EXERCISE:
Word for word, reproduce each line of the data below, omitting every image.

Stored items from a collection:

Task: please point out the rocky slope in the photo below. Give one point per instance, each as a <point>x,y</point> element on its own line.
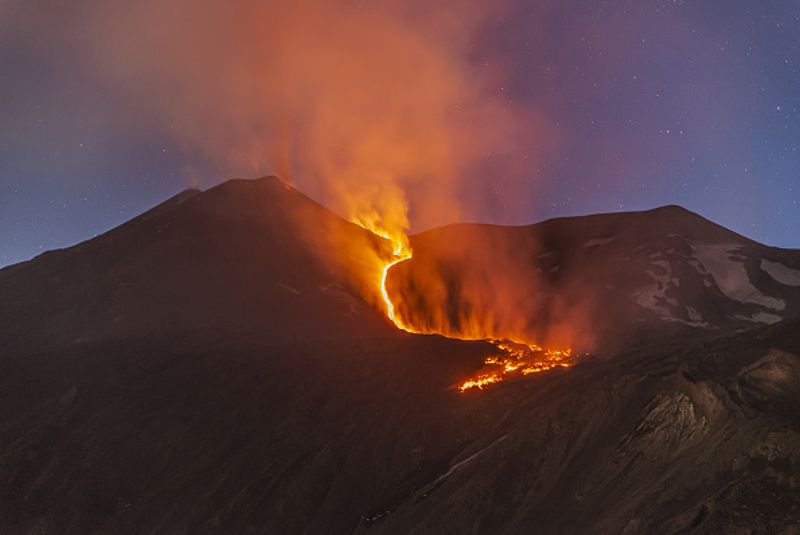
<point>600,282</point>
<point>204,369</point>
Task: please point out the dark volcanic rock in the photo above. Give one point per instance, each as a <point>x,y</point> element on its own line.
<point>204,369</point>
<point>599,283</point>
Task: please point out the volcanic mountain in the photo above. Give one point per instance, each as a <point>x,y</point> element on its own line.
<point>210,367</point>
<point>599,282</point>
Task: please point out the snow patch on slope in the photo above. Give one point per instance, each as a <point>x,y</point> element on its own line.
<point>722,262</point>
<point>654,297</point>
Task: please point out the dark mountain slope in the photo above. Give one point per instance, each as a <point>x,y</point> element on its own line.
<point>205,369</point>
<point>234,258</point>
<point>599,282</point>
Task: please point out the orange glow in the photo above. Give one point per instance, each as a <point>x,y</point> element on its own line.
<point>515,360</point>
<point>480,382</point>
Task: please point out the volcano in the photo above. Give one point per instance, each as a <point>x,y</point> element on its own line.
<point>208,367</point>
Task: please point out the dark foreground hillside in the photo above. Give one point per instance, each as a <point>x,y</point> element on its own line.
<point>199,369</point>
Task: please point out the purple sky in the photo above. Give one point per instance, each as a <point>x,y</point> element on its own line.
<point>690,103</point>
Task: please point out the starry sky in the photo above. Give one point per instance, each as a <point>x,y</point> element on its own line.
<point>647,103</point>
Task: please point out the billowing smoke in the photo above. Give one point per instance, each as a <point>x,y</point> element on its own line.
<point>375,108</point>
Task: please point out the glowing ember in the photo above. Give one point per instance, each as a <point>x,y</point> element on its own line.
<point>513,358</point>
<point>479,382</point>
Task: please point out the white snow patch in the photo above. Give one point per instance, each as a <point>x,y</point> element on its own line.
<point>783,274</point>
<point>653,297</point>
<point>726,267</point>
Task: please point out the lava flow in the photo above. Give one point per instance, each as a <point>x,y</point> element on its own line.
<point>513,358</point>
<point>517,359</point>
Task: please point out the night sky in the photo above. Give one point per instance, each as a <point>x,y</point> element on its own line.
<point>648,103</point>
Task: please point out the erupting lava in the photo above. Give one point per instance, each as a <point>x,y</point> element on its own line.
<point>517,359</point>
<point>400,253</point>
<point>513,358</point>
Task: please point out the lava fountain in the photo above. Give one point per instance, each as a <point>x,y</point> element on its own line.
<point>512,359</point>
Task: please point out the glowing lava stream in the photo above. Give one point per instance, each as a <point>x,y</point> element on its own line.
<point>400,254</point>
<point>513,358</point>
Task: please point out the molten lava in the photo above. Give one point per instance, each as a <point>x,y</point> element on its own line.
<point>513,358</point>
<point>517,359</point>
<point>400,253</point>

REPLY TO THE TASK:
Task: please point out the rocky slope in the photo below. Give one point per instance, each as a <point>x,y</point> element on its own line.
<point>600,282</point>
<point>204,369</point>
Task: please point out the dark volcanic rock in the photo above. Give one point per instance, each as a <point>x,y</point> element on its own line.
<point>204,369</point>
<point>599,283</point>
Task: please point out the volcanic mountain in the photo above. Give one point per instance, each as a <point>x,y</point> element on its own line.
<point>210,367</point>
<point>599,282</point>
Task: please point out the snow patch on slope in the photo above. Give one point per instance, each as a <point>x,y</point> element on its own line.
<point>722,262</point>
<point>654,297</point>
Task: please point out the dark mountain slope in the photo above. Give one point per instance, each as a <point>x,y</point> element on its own line.
<point>205,369</point>
<point>234,258</point>
<point>599,282</point>
Task: please point out the orange glow in the photo above. Give one point per instance, each as a <point>x,y</point> element on its own line.
<point>515,360</point>
<point>480,382</point>
Task: please point out the volcano in the photo above. Give one point per instance, each as a <point>x,y</point> element on its own line.
<point>208,367</point>
Task: please point out the dark foreground hillside in the photo above. Give one point per instance, each as a <point>x,y</point> element on its own line.
<point>199,369</point>
Task: please point out the purple sky in the photo above. Give one point per instance, each as a <point>x,y</point> element on its own line.
<point>690,103</point>
Task: please point out the starry sky in the photo above. Give one point per instance, each as a <point>x,y</point> element on its own line.
<point>647,103</point>
Task: please point out the billowing smoke in the photo above. Give one point per instance, each as a <point>x,y</point> element on its own line.
<point>375,108</point>
Task: please point out the glowing ember in the photo above. Give one point per instance, each as a <point>x,y</point> element on its own line.
<point>513,358</point>
<point>479,382</point>
Task: please point out the white snow patch in the photo above. Give one point per instance, each as a <point>x,y</point> element on its own line.
<point>783,274</point>
<point>653,297</point>
<point>726,267</point>
Task: please point out the lava flow in the photo above. Give one point per instance, each as a <point>x,y</point> element on its own line.
<point>513,358</point>
<point>517,359</point>
Task: please point out the night sky in the photo above. Give one point per instance, each as a <point>x,y</point> element on its own line.
<point>648,103</point>
Task: please point out the erupting lava in the photo above. Give one point per instance, each as a <point>x,y</point> element on its own line.
<point>517,359</point>
<point>400,253</point>
<point>513,358</point>
Task: please point out the lava fountain in the photo above. Give one point per instance, each as a <point>x,y</point> element on its own line.
<point>512,359</point>
Task: please point out the glowing lava stream in the photo above. Give one point per instance, each as a <point>x,y</point> element on its own line.
<point>400,254</point>
<point>513,358</point>
Task: please point out the molten lava in the photo above. Give one point per instance, each as a <point>x,y</point> element on its own line.
<point>513,358</point>
<point>517,359</point>
<point>400,253</point>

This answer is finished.